BEGIN GIVEN INFORMATION

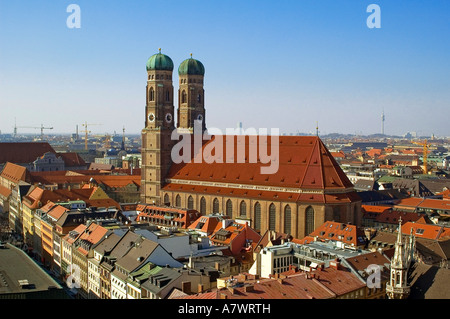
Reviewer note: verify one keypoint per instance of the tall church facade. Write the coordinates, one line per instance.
(308, 188)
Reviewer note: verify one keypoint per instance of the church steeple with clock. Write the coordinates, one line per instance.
(191, 95)
(159, 124)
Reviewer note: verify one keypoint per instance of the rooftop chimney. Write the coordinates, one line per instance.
(186, 287)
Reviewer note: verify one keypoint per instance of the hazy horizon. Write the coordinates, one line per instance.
(285, 65)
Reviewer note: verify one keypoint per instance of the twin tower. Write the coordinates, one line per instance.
(160, 119)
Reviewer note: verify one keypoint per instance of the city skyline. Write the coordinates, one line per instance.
(267, 65)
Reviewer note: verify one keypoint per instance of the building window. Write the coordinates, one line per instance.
(336, 214)
(243, 209)
(167, 96)
(151, 94)
(190, 202)
(178, 201)
(272, 216)
(287, 220)
(215, 206)
(203, 206)
(257, 222)
(166, 199)
(309, 220)
(229, 207)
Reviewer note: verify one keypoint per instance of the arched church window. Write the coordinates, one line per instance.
(243, 209)
(272, 216)
(287, 220)
(151, 94)
(257, 222)
(203, 206)
(229, 207)
(166, 199)
(215, 206)
(190, 202)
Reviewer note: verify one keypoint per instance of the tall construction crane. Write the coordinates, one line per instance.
(42, 128)
(425, 154)
(86, 131)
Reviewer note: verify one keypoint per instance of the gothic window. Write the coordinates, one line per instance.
(243, 209)
(287, 220)
(216, 206)
(190, 202)
(203, 206)
(272, 216)
(167, 96)
(309, 220)
(166, 199)
(151, 94)
(336, 214)
(229, 207)
(257, 223)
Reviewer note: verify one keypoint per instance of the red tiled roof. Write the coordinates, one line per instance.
(426, 230)
(304, 162)
(208, 224)
(5, 192)
(348, 234)
(393, 217)
(14, 173)
(435, 204)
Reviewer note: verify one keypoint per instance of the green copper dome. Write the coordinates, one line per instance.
(160, 61)
(191, 67)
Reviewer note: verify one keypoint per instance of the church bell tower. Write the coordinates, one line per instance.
(159, 124)
(191, 95)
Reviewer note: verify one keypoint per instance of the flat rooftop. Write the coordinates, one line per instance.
(20, 274)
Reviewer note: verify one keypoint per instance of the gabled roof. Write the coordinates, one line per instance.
(138, 254)
(304, 163)
(426, 231)
(208, 223)
(346, 233)
(23, 152)
(15, 173)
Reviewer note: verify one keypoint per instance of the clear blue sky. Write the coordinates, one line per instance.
(269, 64)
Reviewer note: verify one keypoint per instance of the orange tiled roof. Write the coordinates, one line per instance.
(426, 230)
(5, 192)
(208, 224)
(375, 208)
(57, 211)
(14, 173)
(435, 204)
(304, 162)
(348, 234)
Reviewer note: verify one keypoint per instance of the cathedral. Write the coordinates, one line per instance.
(307, 189)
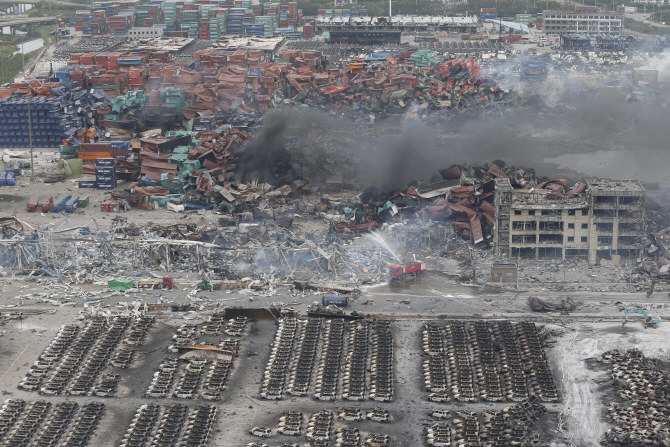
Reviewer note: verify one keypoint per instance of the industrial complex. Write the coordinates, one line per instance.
(235, 223)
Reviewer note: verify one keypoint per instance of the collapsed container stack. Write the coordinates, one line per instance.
(188, 19)
(52, 119)
(105, 173)
(283, 16)
(292, 13)
(235, 21)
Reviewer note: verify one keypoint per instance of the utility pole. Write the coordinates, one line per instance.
(30, 139)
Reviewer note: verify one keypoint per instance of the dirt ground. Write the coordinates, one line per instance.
(579, 420)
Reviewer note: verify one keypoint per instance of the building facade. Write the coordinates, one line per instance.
(604, 223)
(587, 21)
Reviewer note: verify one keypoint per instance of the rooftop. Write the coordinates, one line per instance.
(608, 186)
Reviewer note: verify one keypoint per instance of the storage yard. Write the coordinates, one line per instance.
(222, 231)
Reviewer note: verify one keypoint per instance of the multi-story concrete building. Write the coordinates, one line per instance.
(605, 222)
(584, 20)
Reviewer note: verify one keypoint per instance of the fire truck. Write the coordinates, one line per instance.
(400, 271)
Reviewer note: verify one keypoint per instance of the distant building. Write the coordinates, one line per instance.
(145, 32)
(504, 274)
(452, 25)
(603, 223)
(583, 20)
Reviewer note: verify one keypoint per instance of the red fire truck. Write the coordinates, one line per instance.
(400, 271)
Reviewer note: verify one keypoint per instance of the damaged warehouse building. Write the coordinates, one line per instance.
(601, 221)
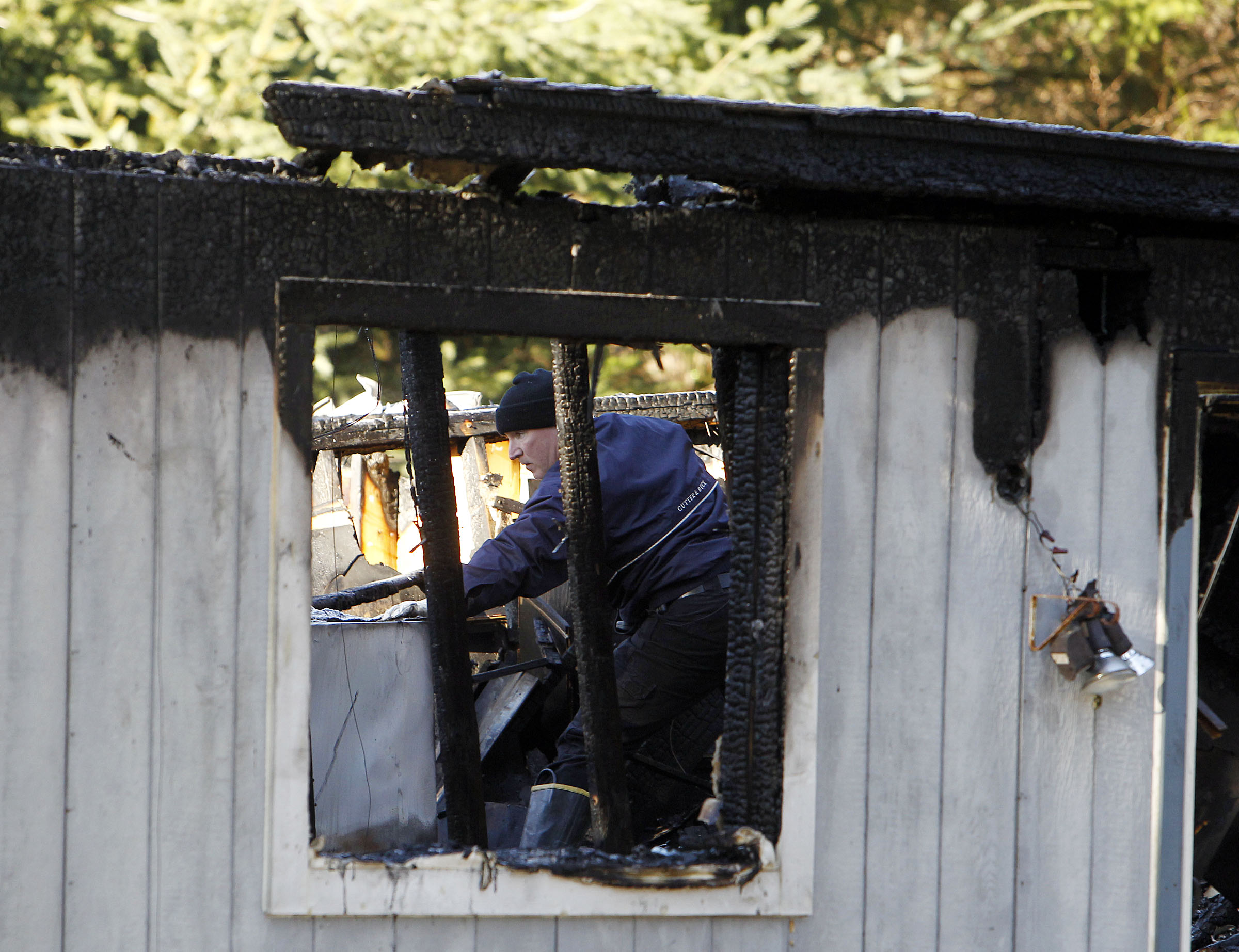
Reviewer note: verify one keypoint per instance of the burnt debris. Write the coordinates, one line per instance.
(905, 155)
(429, 452)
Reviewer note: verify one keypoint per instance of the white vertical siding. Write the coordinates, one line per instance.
(251, 928)
(113, 572)
(1129, 574)
(35, 440)
(980, 695)
(197, 493)
(965, 790)
(911, 544)
(672, 935)
(848, 456)
(968, 799)
(1056, 743)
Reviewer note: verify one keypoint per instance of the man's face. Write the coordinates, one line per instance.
(538, 450)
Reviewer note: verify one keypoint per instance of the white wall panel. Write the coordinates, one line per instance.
(251, 929)
(750, 935)
(516, 935)
(1055, 844)
(113, 574)
(435, 935)
(911, 544)
(1129, 566)
(35, 432)
(196, 641)
(372, 934)
(849, 445)
(594, 935)
(982, 693)
(673, 935)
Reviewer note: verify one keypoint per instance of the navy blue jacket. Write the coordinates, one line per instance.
(664, 523)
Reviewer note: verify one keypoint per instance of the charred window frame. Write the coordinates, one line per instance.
(1195, 382)
(754, 343)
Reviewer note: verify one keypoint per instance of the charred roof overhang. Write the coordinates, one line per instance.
(906, 156)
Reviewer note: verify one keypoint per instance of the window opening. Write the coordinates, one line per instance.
(1216, 835)
(518, 686)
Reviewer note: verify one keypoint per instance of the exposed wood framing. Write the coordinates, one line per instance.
(593, 638)
(422, 370)
(385, 430)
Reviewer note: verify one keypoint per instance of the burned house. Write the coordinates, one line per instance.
(1009, 359)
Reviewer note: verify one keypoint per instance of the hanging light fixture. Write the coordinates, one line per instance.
(1091, 644)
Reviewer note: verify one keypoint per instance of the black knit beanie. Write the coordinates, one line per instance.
(530, 402)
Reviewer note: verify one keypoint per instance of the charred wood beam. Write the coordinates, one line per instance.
(906, 154)
(567, 315)
(595, 665)
(755, 399)
(429, 451)
(371, 592)
(378, 431)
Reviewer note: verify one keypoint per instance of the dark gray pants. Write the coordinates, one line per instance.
(677, 656)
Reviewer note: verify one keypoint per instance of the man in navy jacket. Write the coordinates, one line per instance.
(667, 554)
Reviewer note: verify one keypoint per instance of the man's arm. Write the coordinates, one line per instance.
(530, 557)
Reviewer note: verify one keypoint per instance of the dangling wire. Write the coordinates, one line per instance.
(1047, 541)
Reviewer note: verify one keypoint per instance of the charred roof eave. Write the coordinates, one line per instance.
(909, 155)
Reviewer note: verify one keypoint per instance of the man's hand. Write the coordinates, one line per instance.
(406, 611)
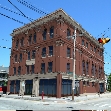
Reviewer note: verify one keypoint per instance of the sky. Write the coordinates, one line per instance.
(93, 15)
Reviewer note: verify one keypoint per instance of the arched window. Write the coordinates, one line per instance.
(83, 67)
(68, 32)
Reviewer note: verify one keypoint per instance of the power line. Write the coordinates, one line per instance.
(23, 14)
(104, 32)
(14, 12)
(31, 6)
(12, 18)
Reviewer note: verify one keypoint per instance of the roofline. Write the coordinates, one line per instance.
(68, 18)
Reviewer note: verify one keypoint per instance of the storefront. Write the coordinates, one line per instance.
(12, 84)
(28, 87)
(48, 86)
(17, 88)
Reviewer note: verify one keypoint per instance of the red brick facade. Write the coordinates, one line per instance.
(59, 56)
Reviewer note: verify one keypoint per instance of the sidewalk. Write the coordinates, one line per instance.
(82, 97)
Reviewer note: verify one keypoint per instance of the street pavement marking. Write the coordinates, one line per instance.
(104, 105)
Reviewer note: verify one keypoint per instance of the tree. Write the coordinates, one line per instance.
(109, 83)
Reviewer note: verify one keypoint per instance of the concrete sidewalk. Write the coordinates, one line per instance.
(82, 97)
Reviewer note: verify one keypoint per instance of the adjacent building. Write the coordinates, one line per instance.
(42, 58)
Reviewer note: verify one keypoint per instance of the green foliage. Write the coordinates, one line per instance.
(109, 83)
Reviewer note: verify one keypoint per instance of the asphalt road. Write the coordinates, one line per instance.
(20, 104)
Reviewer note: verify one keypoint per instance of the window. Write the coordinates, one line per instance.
(92, 84)
(20, 57)
(33, 54)
(91, 47)
(83, 67)
(44, 52)
(94, 49)
(22, 42)
(27, 67)
(14, 69)
(19, 70)
(34, 38)
(68, 67)
(30, 39)
(44, 34)
(28, 55)
(101, 53)
(68, 32)
(86, 45)
(16, 58)
(32, 69)
(87, 83)
(17, 43)
(84, 83)
(87, 68)
(68, 52)
(99, 72)
(83, 42)
(42, 68)
(50, 67)
(50, 50)
(51, 32)
(93, 70)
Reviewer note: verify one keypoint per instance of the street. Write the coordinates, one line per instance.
(20, 104)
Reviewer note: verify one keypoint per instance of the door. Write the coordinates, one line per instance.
(48, 86)
(17, 88)
(12, 87)
(28, 87)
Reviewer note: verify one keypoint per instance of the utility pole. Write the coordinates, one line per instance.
(73, 80)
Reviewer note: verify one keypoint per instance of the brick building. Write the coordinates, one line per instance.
(42, 56)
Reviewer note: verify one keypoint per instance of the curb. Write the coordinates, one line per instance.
(47, 100)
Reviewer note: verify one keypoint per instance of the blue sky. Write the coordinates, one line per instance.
(93, 15)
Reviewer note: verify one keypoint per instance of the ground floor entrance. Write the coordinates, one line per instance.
(54, 87)
(101, 87)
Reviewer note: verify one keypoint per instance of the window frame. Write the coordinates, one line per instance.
(50, 50)
(52, 34)
(50, 67)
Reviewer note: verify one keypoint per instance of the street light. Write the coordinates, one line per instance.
(73, 82)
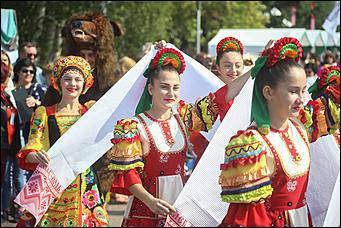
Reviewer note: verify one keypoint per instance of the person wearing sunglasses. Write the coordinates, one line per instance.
(28, 50)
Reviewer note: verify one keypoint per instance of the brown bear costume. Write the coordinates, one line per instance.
(94, 31)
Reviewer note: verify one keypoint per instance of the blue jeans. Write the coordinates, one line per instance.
(14, 181)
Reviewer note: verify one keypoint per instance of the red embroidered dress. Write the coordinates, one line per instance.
(81, 203)
(159, 167)
(264, 178)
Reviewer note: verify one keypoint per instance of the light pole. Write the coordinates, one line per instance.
(198, 26)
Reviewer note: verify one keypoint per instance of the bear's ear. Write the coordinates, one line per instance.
(118, 30)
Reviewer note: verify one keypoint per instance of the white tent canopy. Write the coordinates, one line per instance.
(254, 40)
(337, 39)
(315, 37)
(328, 41)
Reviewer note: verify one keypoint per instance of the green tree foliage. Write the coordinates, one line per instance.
(230, 14)
(303, 12)
(149, 21)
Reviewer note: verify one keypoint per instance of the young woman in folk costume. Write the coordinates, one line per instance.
(81, 203)
(230, 66)
(265, 173)
(150, 148)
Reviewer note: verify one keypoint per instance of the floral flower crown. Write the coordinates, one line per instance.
(328, 83)
(286, 47)
(75, 64)
(229, 43)
(164, 57)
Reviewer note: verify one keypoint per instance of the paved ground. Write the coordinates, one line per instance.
(115, 212)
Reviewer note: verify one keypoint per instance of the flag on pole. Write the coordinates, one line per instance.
(312, 19)
(293, 15)
(333, 20)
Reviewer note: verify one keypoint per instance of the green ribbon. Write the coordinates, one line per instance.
(260, 62)
(145, 102)
(258, 108)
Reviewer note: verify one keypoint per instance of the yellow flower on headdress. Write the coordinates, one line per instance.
(72, 63)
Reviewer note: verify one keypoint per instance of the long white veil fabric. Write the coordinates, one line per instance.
(199, 203)
(89, 138)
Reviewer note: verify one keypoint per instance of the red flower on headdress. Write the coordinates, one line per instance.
(229, 43)
(287, 47)
(329, 74)
(169, 55)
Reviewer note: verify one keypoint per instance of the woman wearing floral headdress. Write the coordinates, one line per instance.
(265, 172)
(81, 203)
(150, 148)
(230, 65)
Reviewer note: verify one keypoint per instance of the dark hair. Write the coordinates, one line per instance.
(311, 66)
(272, 75)
(227, 51)
(154, 73)
(26, 44)
(328, 54)
(19, 65)
(4, 72)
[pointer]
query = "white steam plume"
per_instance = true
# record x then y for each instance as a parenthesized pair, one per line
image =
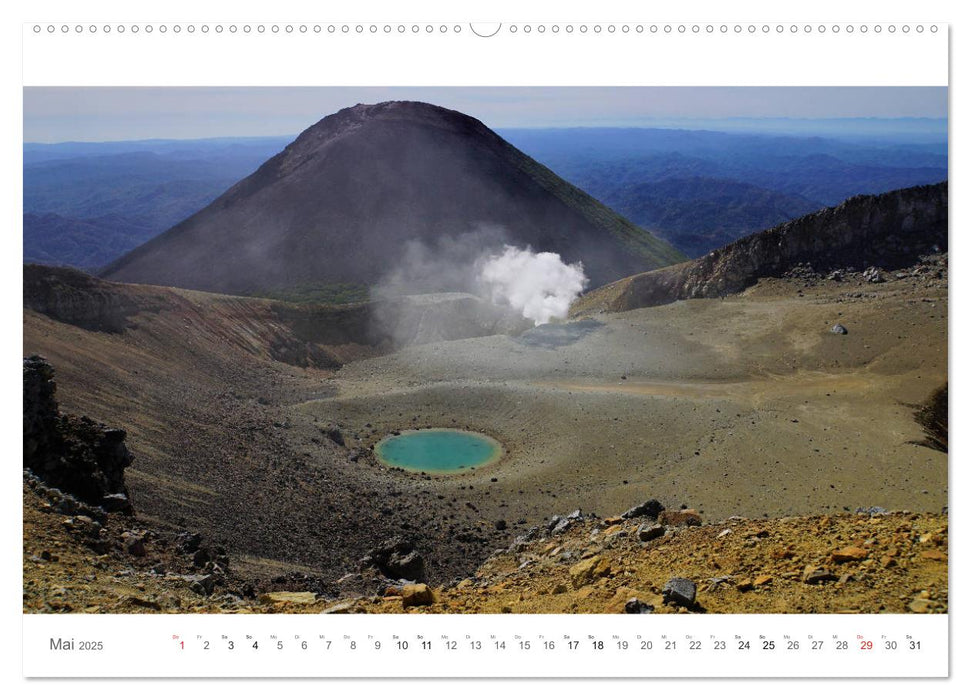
(540, 286)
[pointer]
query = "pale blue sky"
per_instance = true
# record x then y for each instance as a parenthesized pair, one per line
(114, 114)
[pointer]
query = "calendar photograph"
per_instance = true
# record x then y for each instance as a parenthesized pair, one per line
(483, 350)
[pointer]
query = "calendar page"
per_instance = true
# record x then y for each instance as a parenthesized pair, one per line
(591, 342)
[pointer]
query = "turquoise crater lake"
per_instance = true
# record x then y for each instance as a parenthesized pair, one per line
(440, 451)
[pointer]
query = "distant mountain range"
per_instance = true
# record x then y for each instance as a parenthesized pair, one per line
(889, 230)
(88, 203)
(344, 201)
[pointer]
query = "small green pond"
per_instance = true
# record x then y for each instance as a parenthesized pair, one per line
(440, 451)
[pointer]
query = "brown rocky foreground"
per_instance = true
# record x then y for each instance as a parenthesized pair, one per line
(894, 562)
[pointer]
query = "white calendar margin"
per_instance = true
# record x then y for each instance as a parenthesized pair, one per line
(175, 645)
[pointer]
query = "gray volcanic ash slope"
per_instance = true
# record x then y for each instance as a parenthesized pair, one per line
(341, 202)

END GIVEN INFORMATION

◆ PROBLEM
Lines of the material that contain the word "query" are to be gathered.

◆ ANSWER FOR THIS EXERCISE
query = "white steam plume"
query = "pale blue sky"
query = "calendar photograph"
query = "calendar page"
query = "turquoise crater lake"
query = "distant mountain range"
query = "small green pond"
query = "brown rocky foreground"
query = "white calendar margin"
query = "gray volcanic ash slope"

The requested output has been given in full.